Dataset excerpts
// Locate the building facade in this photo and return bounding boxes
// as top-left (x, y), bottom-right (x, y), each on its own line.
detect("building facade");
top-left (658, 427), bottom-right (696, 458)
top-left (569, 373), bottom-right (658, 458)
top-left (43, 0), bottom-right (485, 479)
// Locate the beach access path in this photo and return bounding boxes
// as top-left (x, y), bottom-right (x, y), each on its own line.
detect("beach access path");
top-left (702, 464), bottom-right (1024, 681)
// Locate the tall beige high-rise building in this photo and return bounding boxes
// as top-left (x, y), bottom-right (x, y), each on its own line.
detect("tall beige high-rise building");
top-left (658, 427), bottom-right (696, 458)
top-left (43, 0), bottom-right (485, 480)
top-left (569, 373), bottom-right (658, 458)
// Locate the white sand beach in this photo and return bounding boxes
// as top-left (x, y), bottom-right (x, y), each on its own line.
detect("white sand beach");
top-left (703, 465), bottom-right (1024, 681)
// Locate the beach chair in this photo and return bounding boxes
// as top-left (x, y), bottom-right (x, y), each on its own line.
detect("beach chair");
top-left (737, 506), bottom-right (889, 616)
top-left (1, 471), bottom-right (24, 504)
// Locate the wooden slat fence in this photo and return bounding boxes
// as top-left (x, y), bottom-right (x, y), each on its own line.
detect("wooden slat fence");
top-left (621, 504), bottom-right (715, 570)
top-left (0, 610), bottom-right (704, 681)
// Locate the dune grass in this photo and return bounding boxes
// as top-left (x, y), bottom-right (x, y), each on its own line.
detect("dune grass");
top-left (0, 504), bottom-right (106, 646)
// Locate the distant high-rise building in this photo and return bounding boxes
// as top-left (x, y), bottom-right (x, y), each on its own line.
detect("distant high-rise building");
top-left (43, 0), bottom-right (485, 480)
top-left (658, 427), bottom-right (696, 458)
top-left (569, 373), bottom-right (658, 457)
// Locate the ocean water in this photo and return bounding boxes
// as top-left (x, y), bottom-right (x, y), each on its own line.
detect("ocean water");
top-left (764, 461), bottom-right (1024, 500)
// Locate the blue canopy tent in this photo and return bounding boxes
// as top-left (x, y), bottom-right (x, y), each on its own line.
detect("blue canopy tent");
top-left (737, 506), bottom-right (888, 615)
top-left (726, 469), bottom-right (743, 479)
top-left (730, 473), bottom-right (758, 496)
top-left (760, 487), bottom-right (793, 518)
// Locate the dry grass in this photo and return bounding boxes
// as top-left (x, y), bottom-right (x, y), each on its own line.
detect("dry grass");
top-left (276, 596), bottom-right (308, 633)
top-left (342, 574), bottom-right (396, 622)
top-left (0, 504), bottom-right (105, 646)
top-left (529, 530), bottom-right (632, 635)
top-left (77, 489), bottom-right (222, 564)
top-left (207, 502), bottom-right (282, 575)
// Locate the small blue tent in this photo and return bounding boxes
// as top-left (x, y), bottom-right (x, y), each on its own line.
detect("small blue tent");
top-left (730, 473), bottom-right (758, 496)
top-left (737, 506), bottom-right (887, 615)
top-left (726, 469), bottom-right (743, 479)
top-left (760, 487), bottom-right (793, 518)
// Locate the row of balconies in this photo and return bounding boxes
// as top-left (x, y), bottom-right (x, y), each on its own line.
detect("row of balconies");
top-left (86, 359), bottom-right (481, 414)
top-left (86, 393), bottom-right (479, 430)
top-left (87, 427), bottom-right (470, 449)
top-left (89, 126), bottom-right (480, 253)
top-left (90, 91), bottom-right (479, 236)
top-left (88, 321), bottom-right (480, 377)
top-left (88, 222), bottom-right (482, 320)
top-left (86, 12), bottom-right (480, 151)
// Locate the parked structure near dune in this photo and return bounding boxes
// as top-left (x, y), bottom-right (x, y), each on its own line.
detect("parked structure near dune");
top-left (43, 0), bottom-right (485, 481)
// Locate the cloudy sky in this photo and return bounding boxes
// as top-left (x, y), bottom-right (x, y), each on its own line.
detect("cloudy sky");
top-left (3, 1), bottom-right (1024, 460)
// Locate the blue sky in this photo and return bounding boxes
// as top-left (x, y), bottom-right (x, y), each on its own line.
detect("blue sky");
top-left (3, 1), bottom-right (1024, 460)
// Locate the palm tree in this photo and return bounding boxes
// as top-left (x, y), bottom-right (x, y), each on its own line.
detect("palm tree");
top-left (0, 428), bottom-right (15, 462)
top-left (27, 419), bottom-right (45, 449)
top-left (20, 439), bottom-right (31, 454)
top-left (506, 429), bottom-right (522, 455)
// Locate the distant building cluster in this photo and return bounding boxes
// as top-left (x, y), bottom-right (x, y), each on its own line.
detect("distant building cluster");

EXERCISE AIM: All entries above are to be copied exactly, with none left out.

EXERCISE RESULT:
// Locate the building facade in this photo and return bounding boxes
// as top-left (x, y), bottom-right (x, y), each on its own line.
detect("building facade");
top-left (658, 427), bottom-right (696, 458)
top-left (569, 373), bottom-right (658, 458)
top-left (43, 0), bottom-right (485, 479)
// Locate the beach access path in this photo and return bounding boxes
// as top-left (x, y), bottom-right (x, y), each on its own line.
detect("beach access path");
top-left (702, 464), bottom-right (1024, 681)
// Locate the tall beige high-rise building in this photo and return bounding boxes
// as top-left (x, y), bottom-right (x, y), each on its own line.
detect("tall beige high-rise building");
top-left (658, 427), bottom-right (696, 458)
top-left (43, 0), bottom-right (485, 480)
top-left (569, 373), bottom-right (658, 458)
// Locate the white sand beach in this photo and return bounding boxes
// as top-left (x, y), bottom-right (x, y), each on its own line.
detect("white sand beach");
top-left (703, 465), bottom-right (1024, 681)
// Locate the beach chair in this photo and return bounding boxes
// as top-left (x, y), bottom-right (x, y), each on its own line.
detect("beach chair");
top-left (737, 506), bottom-right (889, 616)
top-left (1, 471), bottom-right (24, 504)
// Locate the wooden slat fence in this photo and return bounding boxes
// as top-left (x, y), bottom-right (x, y), each on its own line.
detect("wooden slat fence");
top-left (621, 504), bottom-right (715, 570)
top-left (0, 610), bottom-right (704, 681)
// Locate the dune grass in this photo and return bounding boxes
// as top-left (x, y), bottom-right (x, y), each on its own line.
detect("dune grass");
top-left (0, 504), bottom-right (106, 646)
// Locate the distant high-rise building in this photo and return bounding boxes
// as top-left (x, y), bottom-right (x, y), each on its own line.
detect("distant high-rise building");
top-left (43, 0), bottom-right (485, 480)
top-left (658, 427), bottom-right (696, 458)
top-left (569, 373), bottom-right (658, 457)
// Locate the ocean water in this photo and return bounding boxes
// as top-left (x, y), bottom-right (x, y), each on its own line.
detect("ocean water");
top-left (764, 461), bottom-right (1024, 500)
// Locate the blue canopy tent in this photo and return bounding boxes
// as top-left (x, y), bottom-right (x, y), each on its own line.
detect("blue canopy tent");
top-left (737, 506), bottom-right (888, 615)
top-left (726, 469), bottom-right (743, 479)
top-left (730, 473), bottom-right (758, 496)
top-left (760, 487), bottom-right (793, 518)
// Locate the dry grass in this photo and return bounding boxes
// as top-left (x, y), bottom-right (x, y), each on its own line.
detect("dry grass");
top-left (276, 596), bottom-right (308, 633)
top-left (342, 574), bottom-right (396, 622)
top-left (0, 504), bottom-right (105, 646)
top-left (529, 530), bottom-right (632, 635)
top-left (77, 489), bottom-right (222, 564)
top-left (207, 502), bottom-right (282, 575)
// Locate the small blue tent in this photo and return bounding boxes
// as top-left (x, y), bottom-right (x, y), each on its own line.
detect("small blue tent");
top-left (730, 473), bottom-right (758, 496)
top-left (737, 506), bottom-right (887, 615)
top-left (726, 469), bottom-right (743, 479)
top-left (760, 487), bottom-right (793, 518)
// Locate the row of balconies in this photo and return bounding boxes
// as top-left (x, y), bottom-right (x, y), each on its own line.
detect("row of balconies");
top-left (86, 359), bottom-right (481, 414)
top-left (86, 393), bottom-right (479, 430)
top-left (87, 427), bottom-right (470, 449)
top-left (89, 126), bottom-right (480, 253)
top-left (90, 91), bottom-right (479, 236)
top-left (88, 321), bottom-right (480, 377)
top-left (88, 222), bottom-right (482, 320)
top-left (86, 12), bottom-right (480, 151)
// Locate the parked structure near dune in this photo and return bounding boxes
// as top-left (x, y), bottom-right (x, y), each on its own line.
detect("parked structure near dune");
top-left (43, 0), bottom-right (485, 481)
// Locate the cloudy sky in this photo and return bounding boxes
// as top-left (x, y), bottom-right (x, y), each on its own line.
detect("cloudy sky");
top-left (3, 1), bottom-right (1024, 460)
// Locate the blue sky in this photo and return bounding boxes
// as top-left (x, y), bottom-right (x, y), each on its own line.
detect("blue sky");
top-left (3, 1), bottom-right (1024, 460)
// Locate the palm tree in this photo and return bounding boxes
// as top-left (x, y), bottom-right (x, y), each on its own line.
detect("palm tree");
top-left (0, 428), bottom-right (15, 462)
top-left (27, 419), bottom-right (45, 449)
top-left (20, 439), bottom-right (31, 454)
top-left (506, 429), bottom-right (522, 455)
// Locate the distant building cluster in this photo and return bounding boxes
// as top-left (x, y), bottom-right (x, y), each on its own line.
detect("distant building cluster");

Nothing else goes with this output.